> **Written tasks**
**1.** Please reproduce the HR24 forum thread from "## veryoldschool (Dec" up to and including "you want to.", swapping "general forum" for "main forum".
**2.** In the HR24 forum thread, what restores a dropped HR24 to the network?

> **Page text**
We ask that you keep polite and focused within this thread, and post as much detail as possible. If your receiver is set up for network issue reporting, please post the key generated by the receiver.

Being part of the DBSTalk community means working together to help each other document issues and come up with solutions. While everyone gets upset from time to time, this is not the appropriate place for vents or rants. All off-topic posts and discussion will be deleted.

Thanks!_


----------



## desulliv (Aug 9, 2007)

I've had two HR24's for a couple of weeks. I got them when they were swapped for two HR10-250's when I got the SWM and MRV installation. They are networked via DECA with six other HR2*'s. The HR24's work fine by themselves, but one or both of them will drop out of the network every day or so. A reboot of the HR24's will restore them to the network. Oddly, when I look at the "dropped" HR24, it still shows connected to the other boxes in MRV status menu.


----------



## Spanky_Partain (Dec 7, 2006)

desulliv said:


> I've had two HR24's for a couple of weeks. I got them when they were swapped for two HR10-250's when I got the SWM and MRV installation. They are networked via DECA with six other HR2*'s. The HR24's work fine by themselves, but one or both of them will drop out of the network every day or so. A reboot of the HR24's will restore them to the network. Oddly, when I look at the "dropped" HR24, it still shows connected to the other boxes in MRV status menu.


It would be interesting to see your setup to investigate the equipment and the way it is connected. Do you have your setup posted anywhere? For an example of a setup, click on mine in my signature.

It may be a little difficult to help you with this without the details of your setup.


----------



## desulliv (Aug 9, 2007)

Spanky_Partain said:


> It would be interesting to see your setup to investigate the equipment and the way it is connected. Do you have your setup posted anywhere? For an example of a setup, click on mine in my signature.
> 
> It may be a little difficult to help you with this without the details of your setup.


Thanks. I've been trying to figure out to diagram the set-up. When I click on your set-up I get the message that I don't have permission to view it. I've gotten this message when I click on other signatures. Don't know if I don't have enough posts or if something else is blocking my access.


----------



## veryoldschool (Dec 10, 2006)

desulliv said:


> Thanks. I've been trying to figure out to diagram the set-up. When I click on your set-up I get the message that I don't have permission to view it. I've gotten this message when I click on other signatures. Don't know if I don't have enough posts or if something else is blocking my access.


It isn't your problem, but the fact that these are posted in the CE forum here, which doesn't have access from the general forum.
It's easy to join the CE group if you want to.


----------



## Spanky_Partain (Dec 7, 2006)

desulliv said:


> Thanks. I've been trying to figure out to diagram the set-up. When I click on your set-up I get the message that I don't have permission to view it. I've gotten this message when I click on other signatures. Don't know if I don't have enough posts or if something else is blocking my access.

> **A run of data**
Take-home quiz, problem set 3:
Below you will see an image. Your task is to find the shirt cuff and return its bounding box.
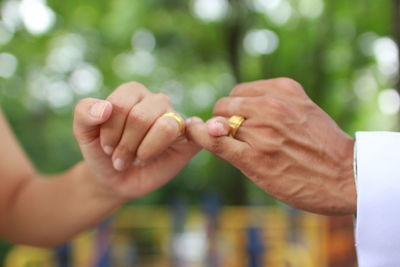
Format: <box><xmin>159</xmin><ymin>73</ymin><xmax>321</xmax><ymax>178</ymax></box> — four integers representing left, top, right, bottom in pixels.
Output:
<box><xmin>355</xmin><ymin>132</ymin><xmax>400</xmax><ymax>267</ymax></box>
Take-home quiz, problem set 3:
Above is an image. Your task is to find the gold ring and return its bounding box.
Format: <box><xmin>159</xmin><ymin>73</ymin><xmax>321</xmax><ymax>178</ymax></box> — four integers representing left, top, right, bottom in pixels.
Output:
<box><xmin>161</xmin><ymin>112</ymin><xmax>185</xmax><ymax>135</ymax></box>
<box><xmin>228</xmin><ymin>115</ymin><xmax>246</xmax><ymax>138</ymax></box>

> **Task-by-task outputs**
**1.**
## veryoldschool (Dec 10, 2006)

desulliv said:


> Thanks. I've been trying to figure out to diagram the set-up. When I click on your set-up I get the message that I don't have permission to view it. I've gotten this message when I click on other signatures. Don't know if I don't have enough posts or if something else is blocking my access.


It isn't your problem, but the fact that these are posted in the CE forum here, which doesn't have access from the main forum.
It's easy to join the CE group if you want to.

**2.** A reboot of the HR24.